Your task:
In the stretch from the line containing "like (296, 197)." through the last line, replace "drop a point" with "place a mark" and change nothing else. Give back only those lines.

Source data:
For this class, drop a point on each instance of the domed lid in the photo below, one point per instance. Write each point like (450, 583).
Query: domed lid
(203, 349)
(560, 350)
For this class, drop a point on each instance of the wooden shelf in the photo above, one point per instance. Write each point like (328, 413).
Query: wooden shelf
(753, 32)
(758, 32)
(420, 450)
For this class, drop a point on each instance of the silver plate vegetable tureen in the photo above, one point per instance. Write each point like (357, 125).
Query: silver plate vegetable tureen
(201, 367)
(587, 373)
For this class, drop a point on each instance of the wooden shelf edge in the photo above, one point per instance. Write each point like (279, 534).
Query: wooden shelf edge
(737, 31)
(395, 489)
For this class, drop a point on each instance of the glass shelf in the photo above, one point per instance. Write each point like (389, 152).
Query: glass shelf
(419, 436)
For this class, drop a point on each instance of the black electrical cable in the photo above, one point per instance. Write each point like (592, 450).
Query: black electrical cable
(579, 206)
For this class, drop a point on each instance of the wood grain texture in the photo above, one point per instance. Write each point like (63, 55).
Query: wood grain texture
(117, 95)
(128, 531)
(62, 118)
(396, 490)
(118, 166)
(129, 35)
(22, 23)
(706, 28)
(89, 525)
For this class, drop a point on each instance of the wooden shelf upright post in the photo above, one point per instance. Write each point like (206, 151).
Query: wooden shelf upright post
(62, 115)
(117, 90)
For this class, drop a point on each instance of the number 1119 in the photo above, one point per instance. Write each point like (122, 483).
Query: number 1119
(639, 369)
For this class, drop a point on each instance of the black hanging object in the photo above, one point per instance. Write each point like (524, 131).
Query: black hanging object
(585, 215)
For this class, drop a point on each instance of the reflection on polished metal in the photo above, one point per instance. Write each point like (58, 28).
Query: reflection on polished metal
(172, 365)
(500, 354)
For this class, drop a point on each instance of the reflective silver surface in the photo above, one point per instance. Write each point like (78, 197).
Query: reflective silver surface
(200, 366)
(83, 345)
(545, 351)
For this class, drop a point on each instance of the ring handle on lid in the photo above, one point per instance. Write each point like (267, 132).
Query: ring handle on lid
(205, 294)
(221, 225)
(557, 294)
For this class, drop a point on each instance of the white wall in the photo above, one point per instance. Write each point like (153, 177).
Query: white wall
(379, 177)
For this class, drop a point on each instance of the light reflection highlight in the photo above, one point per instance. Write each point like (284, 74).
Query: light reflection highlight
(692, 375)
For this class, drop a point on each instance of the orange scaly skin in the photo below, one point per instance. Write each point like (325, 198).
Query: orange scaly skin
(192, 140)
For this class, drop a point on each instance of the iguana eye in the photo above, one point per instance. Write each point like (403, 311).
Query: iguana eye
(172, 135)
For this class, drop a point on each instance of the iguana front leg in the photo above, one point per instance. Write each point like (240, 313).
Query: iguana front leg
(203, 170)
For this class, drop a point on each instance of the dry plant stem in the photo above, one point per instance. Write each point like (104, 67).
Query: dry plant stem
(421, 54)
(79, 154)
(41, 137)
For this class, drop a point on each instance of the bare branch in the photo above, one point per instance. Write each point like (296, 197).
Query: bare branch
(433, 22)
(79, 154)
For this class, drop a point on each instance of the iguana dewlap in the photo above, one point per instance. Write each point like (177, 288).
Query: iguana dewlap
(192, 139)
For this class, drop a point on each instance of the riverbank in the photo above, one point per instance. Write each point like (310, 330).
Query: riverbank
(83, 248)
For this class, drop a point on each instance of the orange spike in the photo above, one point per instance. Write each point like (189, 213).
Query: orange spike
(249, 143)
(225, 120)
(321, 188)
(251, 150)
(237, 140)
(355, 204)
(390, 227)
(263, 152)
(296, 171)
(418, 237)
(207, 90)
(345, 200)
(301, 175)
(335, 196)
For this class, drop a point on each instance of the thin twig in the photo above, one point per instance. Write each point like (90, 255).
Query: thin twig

Exercise result:
For this class, place a mark on each instance of the bare branch in the photo above, one point per instance. Write each point like (296, 197).
Query: bare branch
(433, 22)
(79, 154)
For this class, place a mark on each instance of the iguana dewlap in the photo above, one point per instance. Write each point like (177, 288).
Query: iguana dewlap
(192, 139)
For this class, place a mark on each instance of the riverbank in the photo above, one point per instance. Write each point like (310, 330).
Query: riverbank
(83, 248)
For this class, place a mark on each instance of the orange spike in the photo above, one point per instance. Write each point like (189, 213).
Query: orange spike
(249, 143)
(225, 120)
(321, 188)
(251, 150)
(237, 140)
(355, 204)
(390, 227)
(263, 152)
(296, 171)
(418, 237)
(207, 90)
(345, 200)
(301, 175)
(335, 196)
For this class, place a mark on each instance of the thin twig in the photo above, one point per instance. Write each point like (90, 255).
Query: thin twig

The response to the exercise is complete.